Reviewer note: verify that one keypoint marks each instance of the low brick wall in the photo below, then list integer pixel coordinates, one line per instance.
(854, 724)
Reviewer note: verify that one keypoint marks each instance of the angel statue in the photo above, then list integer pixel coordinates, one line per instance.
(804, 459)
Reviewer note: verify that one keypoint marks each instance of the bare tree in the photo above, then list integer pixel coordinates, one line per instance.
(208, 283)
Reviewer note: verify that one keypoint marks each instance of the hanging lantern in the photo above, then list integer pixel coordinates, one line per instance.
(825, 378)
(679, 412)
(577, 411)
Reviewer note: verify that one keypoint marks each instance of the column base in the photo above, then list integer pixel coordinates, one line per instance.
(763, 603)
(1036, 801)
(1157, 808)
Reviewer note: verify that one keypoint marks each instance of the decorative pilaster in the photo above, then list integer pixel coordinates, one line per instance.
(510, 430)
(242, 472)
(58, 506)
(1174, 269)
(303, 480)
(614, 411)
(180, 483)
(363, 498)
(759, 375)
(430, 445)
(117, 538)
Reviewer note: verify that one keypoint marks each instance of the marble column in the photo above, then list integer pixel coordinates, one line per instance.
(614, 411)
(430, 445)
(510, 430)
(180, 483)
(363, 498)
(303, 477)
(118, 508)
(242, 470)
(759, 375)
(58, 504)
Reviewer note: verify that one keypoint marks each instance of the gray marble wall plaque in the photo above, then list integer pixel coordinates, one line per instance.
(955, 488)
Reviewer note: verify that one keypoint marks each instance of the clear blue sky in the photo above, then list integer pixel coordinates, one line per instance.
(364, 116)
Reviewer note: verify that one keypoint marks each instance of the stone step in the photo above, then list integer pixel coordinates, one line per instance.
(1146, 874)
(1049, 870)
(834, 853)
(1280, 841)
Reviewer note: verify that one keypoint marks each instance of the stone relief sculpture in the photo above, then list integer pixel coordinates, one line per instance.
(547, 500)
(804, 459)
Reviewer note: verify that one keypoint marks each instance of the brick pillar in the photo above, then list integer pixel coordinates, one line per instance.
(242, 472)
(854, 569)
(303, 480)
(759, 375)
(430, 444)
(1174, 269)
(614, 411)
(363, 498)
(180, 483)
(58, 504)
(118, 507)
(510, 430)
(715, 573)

EXERCISE GOAL >> Reproduce every line above without error.

SOLUTION TO THIS PROBLEM >>
Reviewer note: verify that one keypoint marks each instance of the low brick wall in the photo below, then list integer pixel coordinates, one line per instance.
(854, 724)
Reviewer note: verify that one keypoint marks each instance of the angel statue in the photo above, then list integer pixel coordinates, one line per instance.
(804, 459)
Reviewer note: verify that one keypoint marks each instance of the bare tree in the photo above, then list integer pixel coordinates, one line per instance.
(208, 283)
Reviewer note: verify that one keypoint marks each instance of the hanging lantern in the photo above, then list integer pixel coordinates, one line per instance.
(825, 378)
(679, 412)
(577, 411)
Reviewer note: verify that one keypoint marks each instance of the column base in the photo above, then list integer pixel coordinates, one line per instance.
(763, 603)
(1036, 801)
(1157, 808)
Reviewer note: verify that one keypoint marks each instance of the decorative pilaster in the photo above, then list integer pixel coordinates, one line per instance.
(510, 430)
(242, 472)
(58, 506)
(1174, 269)
(303, 480)
(614, 411)
(180, 483)
(363, 498)
(759, 375)
(430, 445)
(117, 538)
Reviewer note: verify that one keypoint marks each instance of the marble column in the photo above, then list integer pixel coordinates, one line per instance.
(614, 411)
(430, 445)
(510, 430)
(180, 483)
(363, 498)
(303, 477)
(118, 508)
(242, 470)
(759, 375)
(58, 504)
Reviewer note: verify that one keypoint marks each instance of the gray marble wall plaque in the photo above, then list integer pixel coordinates, one line per instance.
(955, 488)
Reviewer note: verify that one keypoint marks each instance of the clear blue sky in the photo above, then list integer pixel coordinates, one line per instance.
(364, 116)
Reviewer note: verify that one keypoint marks each instance of the stone step in the photo above, then list integer pixel coordinates, one line per instance.
(1146, 874)
(1049, 870)
(834, 853)
(1280, 841)
Reviewer note: verify that one keypoint marks each instance of the stone relief sculpture in the photo above, then list integer pixel coordinates, one line per instance.
(547, 500)
(804, 459)
Reviewer note: verify that one keypoint marks each instance of the brick pillar in the photo above, then list integer pixel coordinates, one line per instance.
(242, 472)
(854, 569)
(303, 480)
(759, 375)
(430, 444)
(1174, 269)
(614, 411)
(363, 498)
(180, 483)
(58, 504)
(118, 507)
(510, 430)
(715, 573)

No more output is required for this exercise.